## [DATA SUPPLIED]

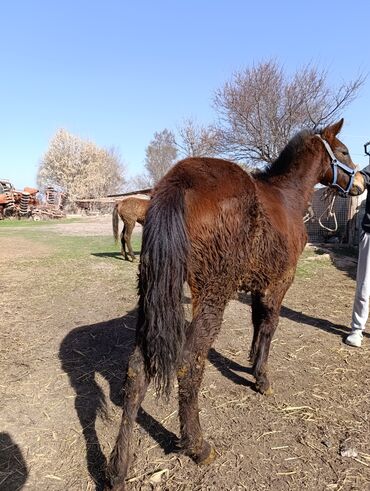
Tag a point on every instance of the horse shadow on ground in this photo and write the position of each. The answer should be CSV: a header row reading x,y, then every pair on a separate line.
x,y
104,349
344,258
301,318
13,467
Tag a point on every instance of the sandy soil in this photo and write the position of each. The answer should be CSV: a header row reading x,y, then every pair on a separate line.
x,y
67,328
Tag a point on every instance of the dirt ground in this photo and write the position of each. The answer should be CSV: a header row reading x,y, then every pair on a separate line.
x,y
67,326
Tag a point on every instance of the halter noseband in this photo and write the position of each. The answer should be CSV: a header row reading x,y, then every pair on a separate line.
x,y
335,163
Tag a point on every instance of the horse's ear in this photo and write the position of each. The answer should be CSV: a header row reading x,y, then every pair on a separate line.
x,y
331,131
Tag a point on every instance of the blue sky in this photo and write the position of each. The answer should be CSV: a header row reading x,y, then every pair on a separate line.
x,y
117,71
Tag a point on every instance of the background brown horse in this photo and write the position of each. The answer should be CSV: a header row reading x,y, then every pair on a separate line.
x,y
221,229
131,210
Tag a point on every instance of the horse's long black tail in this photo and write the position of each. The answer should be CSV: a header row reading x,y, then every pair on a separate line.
x,y
162,273
115,220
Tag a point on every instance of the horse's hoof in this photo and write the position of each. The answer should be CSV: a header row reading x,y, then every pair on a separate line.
x,y
206,456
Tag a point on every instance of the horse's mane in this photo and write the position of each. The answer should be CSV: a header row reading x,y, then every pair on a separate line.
x,y
292,150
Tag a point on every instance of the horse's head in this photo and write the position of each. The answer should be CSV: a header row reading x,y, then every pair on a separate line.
x,y
338,170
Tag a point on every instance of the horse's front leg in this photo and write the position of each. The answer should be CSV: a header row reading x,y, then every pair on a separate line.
x,y
135,388
265,317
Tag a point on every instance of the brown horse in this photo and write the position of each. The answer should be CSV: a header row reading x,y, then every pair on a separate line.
x,y
219,228
131,210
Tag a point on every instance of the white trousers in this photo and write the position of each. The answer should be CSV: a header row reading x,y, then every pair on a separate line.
x,y
360,312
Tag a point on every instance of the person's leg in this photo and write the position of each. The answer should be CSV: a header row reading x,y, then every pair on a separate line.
x,y
360,311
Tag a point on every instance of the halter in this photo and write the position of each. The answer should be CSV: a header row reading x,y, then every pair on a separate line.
x,y
335,163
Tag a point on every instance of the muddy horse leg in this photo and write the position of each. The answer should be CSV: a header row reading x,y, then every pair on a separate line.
x,y
123,243
129,227
134,391
200,336
265,317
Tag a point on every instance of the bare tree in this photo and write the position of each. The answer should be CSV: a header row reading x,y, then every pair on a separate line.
x,y
261,108
161,154
197,141
80,168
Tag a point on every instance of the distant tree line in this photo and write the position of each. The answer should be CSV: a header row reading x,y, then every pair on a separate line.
x,y
258,110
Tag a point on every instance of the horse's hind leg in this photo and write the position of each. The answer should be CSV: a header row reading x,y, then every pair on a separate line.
x,y
265,317
134,391
200,336
123,243
127,237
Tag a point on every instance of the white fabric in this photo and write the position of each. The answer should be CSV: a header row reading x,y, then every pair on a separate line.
x,y
360,312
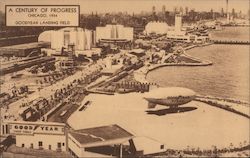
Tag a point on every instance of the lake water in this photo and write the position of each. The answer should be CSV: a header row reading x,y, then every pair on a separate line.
x,y
228,76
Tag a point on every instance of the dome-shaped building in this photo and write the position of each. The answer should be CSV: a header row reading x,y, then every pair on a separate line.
x,y
156,27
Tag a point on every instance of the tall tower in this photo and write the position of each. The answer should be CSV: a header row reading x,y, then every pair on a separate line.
x,y
178,22
222,12
153,10
186,10
227,11
163,9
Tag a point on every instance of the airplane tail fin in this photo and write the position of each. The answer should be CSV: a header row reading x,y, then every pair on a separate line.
x,y
151,105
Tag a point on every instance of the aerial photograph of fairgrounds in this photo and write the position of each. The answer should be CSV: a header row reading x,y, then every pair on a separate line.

## [ABOUT THIS TASK]
Copy exactly. The range runs from the line containing "Tag a point on every instance of the tall" through the last line of the data.

## [OUTPUT]
Tag a point on every instance of the tall tower in this photo and write the position of each. The answer should be CSV: a header row reading x,y, then every pair on a separate line.
x,y
178,22
222,12
153,10
186,10
227,11
163,9
Tag a point on every instance of the airplane tail fin in this photo and write the position of each. The answer should be CSV: a header row reading x,y, then every pair on a separate line.
x,y
151,105
Tag a point on every instance of the aerial photograph of fairgrounds in this photo and write the position of each. The answer should be CSV: a header row reading x,y, then every pair on a separate line.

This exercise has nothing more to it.